**Consignes:**
1. Déterminez si chacune des affirmations suivantes concorde avec le texte source ci-dessous. Pour chacune, répondez par oui ou non et citez textuellement les mots décisifs. (a) Le roman est présenté comme poétique et prenant de l'ampleur à la manière d'un thriller. (b) La lecture est conseillée en priorité à ceux que la nature ne passionne pas. (c) L'écriture de Claudie Hunzinger est jugée lourde et difficile.
2. Répondez brièvement aux questions suivantes à partir du texte source ci-dessous.
(a) Quel prix le roman a-t-il obtenu ?
(b) Selon les brigadiers de l'ONF, qu'empêchent les grands cervidés ?
(c) En combien d'années le monde décrit dans le dernier paragraphe a-t-il disparu ?
3. Traduisez en anglais la phrase suivante du texte source : « Tous sont très éloignés du respect et du plaisir procurés par l'observation de la simple beauté de la nature sauvage et de ses merveilles. »

**Texte source:**
Le lecteur suit le clan au fils des saisons, le brame d'automne annonçant la période de reproduction, la mue du printemps et la chute des bois, la lente repousse, suivie durant l'été par la perte du velours.
Elle leur donne des noms, ceux que Léo leur a choisi : il y a Wow, Pâris, Apollon, Geronimo, Arador, Merlin...faciles à distinguer grâce à une cicatrice, une différence dans la ramure, une couleur de pelage, ou leur prestance.
Mais au fur et à mesure qu'elle se plonge dans cette passion, elle va découvrir que les hommes qui comme elle, traquent les bêtes, ne le font pas du tout pour leur beauté, mais parce que derrière leur affût, il y a la chasse et la tuerie, la joie de découvrir et de ramener chez eux un trophée, l'argent rapporté par la vente de la viande...et ultime déception pour elle, Léo est impliqué.
Je découvrais "l'effet affût": le monde arrive et se pose à nos pieds comme si nous n'étions pas là. Comme si nous n'étions pas, tout court. On constate que le monde se passe de nous. Et même davantage : il va mieux sans nous.
C'est un roman très poétique qui débute dans le calme et la paix de la forêt et monte en puissance comme un véritable thriller.
Il faut prendre le temps de le découvrir, d'assimiler les explications, donc accepter les répétitions inévitables puisque tous les affûts se ressemblent dans leur préparation. Il faut prendre le temps d'attendre...pour voir les cerfs nous-aussi.
L'écriture de Claudie Hunzinger que je découvre avec cette lecture, est agréable, fluide, bourrée de références littéraires, ce qui n'est pas pour me déplaire.
Son regard posé sur la nature sauvage fait du bien. Elle sait encore s'émerveiller en regardant ce qui l'entoure, les plus petits animaux comme les insectes, les oiseaux autour des mangeoires, ou les plus grands, comme les grands mammifères de la forêt.
J'ai appris beaucoup de choses sur la vie des cerfs que je savais en gros, sans avoir pris le temps d'approfondir mes connaissances, et de rentrer dans les détails. Mais ce n'est pas le seul intérêt du livre.
Le roman est en effet également axé sur les ravages perpétrés dans les forêts par certains hommes, en particulier sur la grosse faune. Mais je vous assure qu'il y a une différence entre le savoir et le lire, comprendre le rôle de chacun à travers le regard de l'auteur, partager sa rage et son désespoir.
L'auteur, en effet, dénonce les différents responsables : l'état, les adjudicataires de la chasse, les brigadiers de l'ONF qui jugent que les grands cervidés empêchent la régénération des forêts, et qui distribuent des bracelets aux chasseurs pour fixer le nombre de bêtes à tuer, et les chasseurs eux-mêmes qui exécutent ce sombre dessein.
Tous sont très éloignés du respect et du plaisir procurés par l'observation de la simple beauté de la nature sauvage et de ses merveilles.
Si vous n'êtes pas passionnés par la nature, passez votre chemin vous risquez de vous ennuyer...comme j'ai pu le lire sur des avis ici ou là, mais personnellement j'aurais trouvé dommage de passer à côté, même si je sais que j'oublierai certains détails, je n'ai pas regretté ma lecture.
Il a obtenu le Prix Décembre 2019.
Non, je ne savais pas que j'allais me retrouver face à la ruine, au gâchis, aux dégâts. Et que tout ce que j'avais fui allait me revenir en plein dans la poitrine, en plein cœur, je ne le savais pas, allait me revenir comme un nuage chargé de neige et de derniers temps, chargé des préludes de la fin, durant les mois qui allaient suivre.
En dix ans. Ça s'est passé en dix ans. Sous nos yeux. Et j'en ai pris conscience seulement cet été-là. En dix ans, quelque chose autour de nous, une invention, une variété des formes, une extravagance, une jubilation d'être qui s'accompagnait d'infinis coloris, de moirures, d'étincelles, de brumes, tout ça avait disparu pour laisser place à un monde simplifié, appauvri, uniformisé, accessible aux foules et aux masses où les goûts se répandaient comme des virus.

**Données fournies:**

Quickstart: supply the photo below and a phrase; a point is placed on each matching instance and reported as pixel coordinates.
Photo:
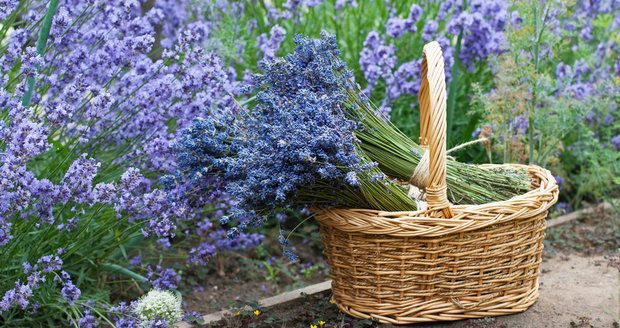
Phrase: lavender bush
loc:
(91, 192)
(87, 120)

==

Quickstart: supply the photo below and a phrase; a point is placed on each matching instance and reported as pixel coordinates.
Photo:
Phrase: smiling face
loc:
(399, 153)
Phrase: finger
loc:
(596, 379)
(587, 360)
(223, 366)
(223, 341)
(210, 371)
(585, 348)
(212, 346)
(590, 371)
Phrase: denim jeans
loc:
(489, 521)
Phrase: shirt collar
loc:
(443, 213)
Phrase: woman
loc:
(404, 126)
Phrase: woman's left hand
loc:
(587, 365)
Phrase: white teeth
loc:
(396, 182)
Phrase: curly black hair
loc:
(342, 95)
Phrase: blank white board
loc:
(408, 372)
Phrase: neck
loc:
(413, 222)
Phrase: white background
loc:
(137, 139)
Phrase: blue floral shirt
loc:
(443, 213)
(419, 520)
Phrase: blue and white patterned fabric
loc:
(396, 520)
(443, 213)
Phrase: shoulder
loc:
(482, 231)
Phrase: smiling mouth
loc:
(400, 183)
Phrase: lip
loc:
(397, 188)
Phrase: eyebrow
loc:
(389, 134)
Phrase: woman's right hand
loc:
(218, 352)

**Réponses:**
1.
(a) Oui : « C'est un roman très poétique qui débute dans le calme et la paix de la forêt et monte en puissance comme un véritable thriller. »
(b) Non : « Si vous n'êtes pas passionnés par la nature, passez votre chemin vous risquez de vous ennuyer »
(c) Non : « L'écriture de Claudie Hunzinger que je découvre avec cette lecture, est agréable, fluide, bourrée de références littéraires »

2.
(a) Le Prix Décembre 2019.
(b) La régénération des forêts.
(c) En dix ans.

3. All of them are very far removed from the respect and pleasure that come from observing the simple beauty of wild nature and its wonders.